■ Exercise task ■
Copy the stretch of the records from the line containing "Study the interface shown above and find the gray" through the end, swapping "man's" for "person's" and changing nothing else.

■ Data entries ■

— BEGIN —

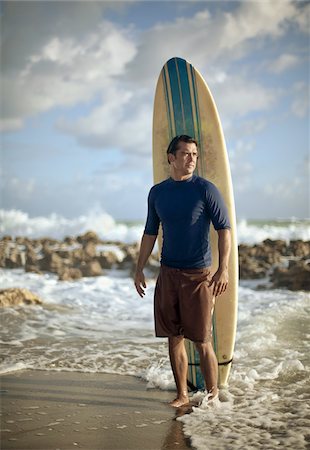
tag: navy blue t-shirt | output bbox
[144,175,230,269]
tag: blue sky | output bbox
[1,0,310,220]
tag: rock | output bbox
[40,252,65,273]
[83,240,97,261]
[270,260,310,291]
[59,267,83,281]
[5,247,25,269]
[1,235,13,242]
[79,260,103,277]
[76,231,100,245]
[287,240,310,258]
[98,250,120,269]
[0,288,42,307]
[25,264,43,275]
[64,236,76,245]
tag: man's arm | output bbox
[210,228,231,297]
[135,234,157,297]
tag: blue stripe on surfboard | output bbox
[167,58,195,136]
[162,68,174,140]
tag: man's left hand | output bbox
[210,268,228,297]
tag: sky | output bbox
[0,0,310,221]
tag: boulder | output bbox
[59,267,83,281]
[40,252,65,273]
[287,239,310,258]
[83,240,97,261]
[76,231,100,245]
[0,288,42,307]
[270,260,310,291]
[79,260,103,277]
[5,247,25,269]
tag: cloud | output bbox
[270,53,300,74]
[124,1,302,85]
[2,4,136,129]
[291,82,309,119]
[57,85,152,154]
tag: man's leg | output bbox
[195,342,218,398]
[168,336,189,408]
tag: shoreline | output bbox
[0,370,193,450]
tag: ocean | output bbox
[0,211,310,450]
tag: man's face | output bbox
[169,141,198,175]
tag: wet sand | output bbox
[0,370,191,450]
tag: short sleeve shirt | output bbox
[144,175,230,269]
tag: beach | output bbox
[0,216,310,450]
[1,370,191,450]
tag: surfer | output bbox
[135,135,231,408]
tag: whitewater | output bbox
[0,211,310,450]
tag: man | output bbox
[135,135,231,408]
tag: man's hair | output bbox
[167,134,198,164]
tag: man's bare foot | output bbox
[207,389,220,402]
[169,395,189,408]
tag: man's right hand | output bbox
[135,270,146,298]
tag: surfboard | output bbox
[153,57,238,390]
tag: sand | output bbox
[0,370,191,450]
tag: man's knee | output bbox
[194,342,213,354]
[168,336,184,346]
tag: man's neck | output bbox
[170,173,193,181]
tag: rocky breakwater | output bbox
[0,231,159,281]
[0,231,310,291]
[239,239,310,291]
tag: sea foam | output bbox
[0,209,310,244]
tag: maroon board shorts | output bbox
[154,266,215,342]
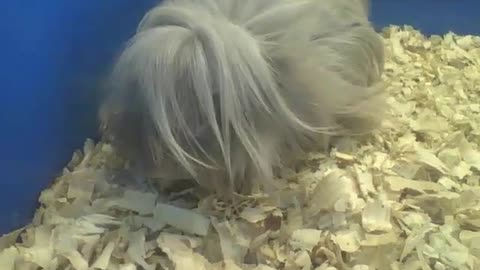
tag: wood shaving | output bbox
[0,26,480,270]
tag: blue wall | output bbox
[0,0,480,234]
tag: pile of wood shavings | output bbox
[0,27,480,270]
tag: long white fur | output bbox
[100,0,384,192]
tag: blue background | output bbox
[0,0,480,234]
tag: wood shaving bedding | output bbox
[0,26,480,270]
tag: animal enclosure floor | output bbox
[0,26,480,270]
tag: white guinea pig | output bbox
[100,0,385,193]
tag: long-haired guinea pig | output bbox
[100,0,385,193]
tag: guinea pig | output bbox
[99,0,385,194]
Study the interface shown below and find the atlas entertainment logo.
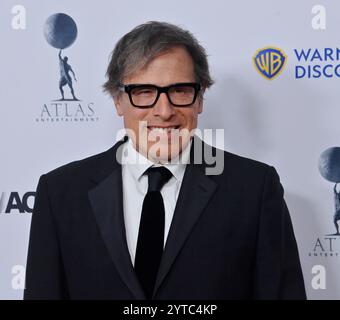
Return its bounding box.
[253,47,287,80]
[36,13,99,122]
[309,147,340,257]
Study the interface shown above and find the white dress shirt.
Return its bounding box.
[122,139,191,265]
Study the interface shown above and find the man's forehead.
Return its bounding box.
[123,47,194,85]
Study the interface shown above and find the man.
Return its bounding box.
[59,50,78,100]
[25,22,305,300]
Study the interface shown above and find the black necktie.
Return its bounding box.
[135,167,172,299]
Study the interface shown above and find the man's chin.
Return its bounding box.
[148,144,182,163]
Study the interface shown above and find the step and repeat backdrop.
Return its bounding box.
[0,0,340,299]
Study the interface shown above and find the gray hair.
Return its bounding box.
[103,21,213,96]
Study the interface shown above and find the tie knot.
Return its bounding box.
[145,167,172,192]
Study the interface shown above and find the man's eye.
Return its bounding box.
[133,89,153,95]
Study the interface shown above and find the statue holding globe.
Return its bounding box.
[319,147,340,235]
[44,13,78,100]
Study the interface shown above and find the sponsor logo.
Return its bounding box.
[253,47,287,80]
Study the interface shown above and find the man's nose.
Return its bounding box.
[152,92,176,120]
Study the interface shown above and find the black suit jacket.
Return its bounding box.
[24,137,305,300]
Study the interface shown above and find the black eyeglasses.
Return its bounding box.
[118,83,201,108]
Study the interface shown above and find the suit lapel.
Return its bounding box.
[153,137,217,296]
[88,139,145,300]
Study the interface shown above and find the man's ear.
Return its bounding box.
[197,89,205,113]
[113,93,123,116]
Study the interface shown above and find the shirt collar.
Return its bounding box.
[122,138,192,181]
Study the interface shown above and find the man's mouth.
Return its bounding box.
[147,125,180,133]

— END —

■ Written response ■
Study the interface shown above and find the gray hair.
Return its bounding box.
[103,21,213,96]
Study the interface shown above and find the tie knot.
Return its bounding box.
[145,167,172,192]
Study the interface shown above and find the person's eye.
Return its bounding box.
[133,89,153,95]
Study the interface shown above and find the statue holding globe.
Return its bounding box.
[319,147,340,235]
[44,13,78,100]
Study the interface shown above and find the sponsor logo.
Return its bounding box.
[253,47,287,80]
Study the interface shown above and find the person's nose.
Return its bounding box.
[152,92,176,120]
Study the interface shown above and find the black suit jacket.
Return its bounding box.
[24,137,305,300]
Study the interface shown above and find the black eyeglasses.
Return its bounding box.
[118,83,201,108]
Study the interface shown above and find the suit lapel.
Return its bounding box.
[153,137,217,296]
[88,139,145,300]
Study the interface shown above and find the person's ear.
Return its bounding box.
[197,89,205,113]
[113,93,123,116]
Study the interface shown above and find the shirt collar.
Return its bounding box.
[122,138,192,181]
Study the interface shown above and find the person's mouth.
Return its bounding box.
[147,125,180,133]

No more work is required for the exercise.